# Try it:
Duplicate the passage of the study abstract from "Methods: A sequential, explanatory" to "synthesize the findings.".

# Selected text:
▬▬▬▬▬▬
Health Services/Population Health

35. The Surgical Implementation Gap: An Explanatory Mixed-methods Study describing Implementation (or lack thereof) for Six Pragmatic Randomized Controlled Trials

Introduction: Every year national funding organizations invest billions of dollars in the development and evaluation of interventions to improve people’s wellbeing. Pragmatic randomized controlled trials can generate robust evidence in support of one treatment over others. However, even where such evidence is generated, practice may not change. Based on findings published in the late 20th century, only half of actionable trial findings are implemented in practice. The current study investigates whether and why practice changes according to the findings of six pragmatic randomized controlled surgical trials in England.

Methods: A sequential, explanatory mixed methods study was conducted. Interrupted time-series analyses were used to assess whether actionable findings from six large, publicly funded surgical trials influenced practice. Then, qualitative interviews were performed. The Consolidated Framework for Implementation Research (CFIR) domains were used to synthesize the findings.
▬▬▬▬▬▬
Natural language descriptions of regions:
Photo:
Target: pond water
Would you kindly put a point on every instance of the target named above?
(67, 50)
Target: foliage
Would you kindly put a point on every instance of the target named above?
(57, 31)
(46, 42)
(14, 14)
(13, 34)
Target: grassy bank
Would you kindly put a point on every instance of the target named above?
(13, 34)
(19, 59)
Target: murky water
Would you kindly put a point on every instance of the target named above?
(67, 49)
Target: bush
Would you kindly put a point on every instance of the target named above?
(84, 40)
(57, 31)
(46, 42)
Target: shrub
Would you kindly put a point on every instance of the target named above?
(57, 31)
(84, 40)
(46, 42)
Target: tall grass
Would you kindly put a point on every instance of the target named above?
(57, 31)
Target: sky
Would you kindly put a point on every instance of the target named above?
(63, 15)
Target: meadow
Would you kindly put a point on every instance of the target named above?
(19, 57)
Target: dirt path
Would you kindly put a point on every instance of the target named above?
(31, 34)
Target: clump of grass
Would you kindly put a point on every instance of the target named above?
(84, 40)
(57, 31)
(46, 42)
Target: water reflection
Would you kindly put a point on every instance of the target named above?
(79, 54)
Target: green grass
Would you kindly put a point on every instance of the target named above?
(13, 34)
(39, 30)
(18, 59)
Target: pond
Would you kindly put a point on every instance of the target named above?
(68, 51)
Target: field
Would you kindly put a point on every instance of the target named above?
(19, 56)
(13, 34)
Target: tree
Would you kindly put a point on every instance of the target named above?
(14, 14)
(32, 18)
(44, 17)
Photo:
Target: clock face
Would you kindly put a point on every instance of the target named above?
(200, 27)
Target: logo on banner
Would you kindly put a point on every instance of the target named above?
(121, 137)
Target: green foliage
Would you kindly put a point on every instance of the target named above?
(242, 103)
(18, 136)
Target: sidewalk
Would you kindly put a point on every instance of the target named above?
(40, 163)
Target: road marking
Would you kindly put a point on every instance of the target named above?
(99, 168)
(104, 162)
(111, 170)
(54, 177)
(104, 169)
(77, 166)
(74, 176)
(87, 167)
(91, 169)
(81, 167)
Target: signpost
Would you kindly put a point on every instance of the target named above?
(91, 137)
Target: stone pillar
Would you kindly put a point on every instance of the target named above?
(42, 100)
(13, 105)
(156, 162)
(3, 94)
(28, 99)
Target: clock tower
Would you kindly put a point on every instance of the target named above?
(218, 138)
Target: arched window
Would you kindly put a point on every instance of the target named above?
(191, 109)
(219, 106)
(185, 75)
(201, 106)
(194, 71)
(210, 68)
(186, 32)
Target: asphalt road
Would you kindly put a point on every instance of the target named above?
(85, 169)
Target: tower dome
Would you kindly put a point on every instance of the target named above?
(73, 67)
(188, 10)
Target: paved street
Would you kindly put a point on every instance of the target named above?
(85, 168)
▬▬▬▬▬▬
# Task result:
Methods: A sequential, explanatory mixed methods study was conducted. Interrupted time-series analyses were used to assess whether actionable findings from six large, publicly funded surgical trials influenced practice. Then, qualitative interviews were performed. The Consolidated Framework for Implementation Research (CFIR) domains were used to synthesize the findings.